(Stored data entries)
=====

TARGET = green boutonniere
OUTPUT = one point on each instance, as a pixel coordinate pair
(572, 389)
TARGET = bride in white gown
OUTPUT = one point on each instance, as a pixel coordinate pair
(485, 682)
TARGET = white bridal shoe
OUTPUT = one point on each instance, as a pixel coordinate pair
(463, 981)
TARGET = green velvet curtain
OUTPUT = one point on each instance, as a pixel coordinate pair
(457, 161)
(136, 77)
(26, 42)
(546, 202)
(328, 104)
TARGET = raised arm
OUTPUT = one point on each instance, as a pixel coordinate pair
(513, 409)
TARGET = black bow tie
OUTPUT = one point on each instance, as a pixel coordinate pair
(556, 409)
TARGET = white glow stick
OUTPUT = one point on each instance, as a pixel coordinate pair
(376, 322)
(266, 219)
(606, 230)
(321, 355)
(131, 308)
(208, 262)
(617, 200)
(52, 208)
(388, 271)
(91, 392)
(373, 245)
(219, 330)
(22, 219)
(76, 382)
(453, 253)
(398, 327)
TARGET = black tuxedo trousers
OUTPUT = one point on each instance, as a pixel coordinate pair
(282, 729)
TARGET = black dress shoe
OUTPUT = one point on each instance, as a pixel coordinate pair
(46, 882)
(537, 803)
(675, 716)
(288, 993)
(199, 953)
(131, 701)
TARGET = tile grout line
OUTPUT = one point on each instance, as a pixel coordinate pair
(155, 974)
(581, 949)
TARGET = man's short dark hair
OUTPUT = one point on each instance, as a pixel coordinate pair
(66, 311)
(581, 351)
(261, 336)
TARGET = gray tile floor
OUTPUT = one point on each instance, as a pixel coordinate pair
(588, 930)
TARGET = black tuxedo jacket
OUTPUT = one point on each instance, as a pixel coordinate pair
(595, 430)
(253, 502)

=====

▶ _THE PROBLEM_
Search the lines above for the string "tuxedo" and copy each line that has it.

▶ _SOLUTION FOR THIS PROBLEM_
TARGET = black tuxedo trousers
TARGET = black tuxedo jacket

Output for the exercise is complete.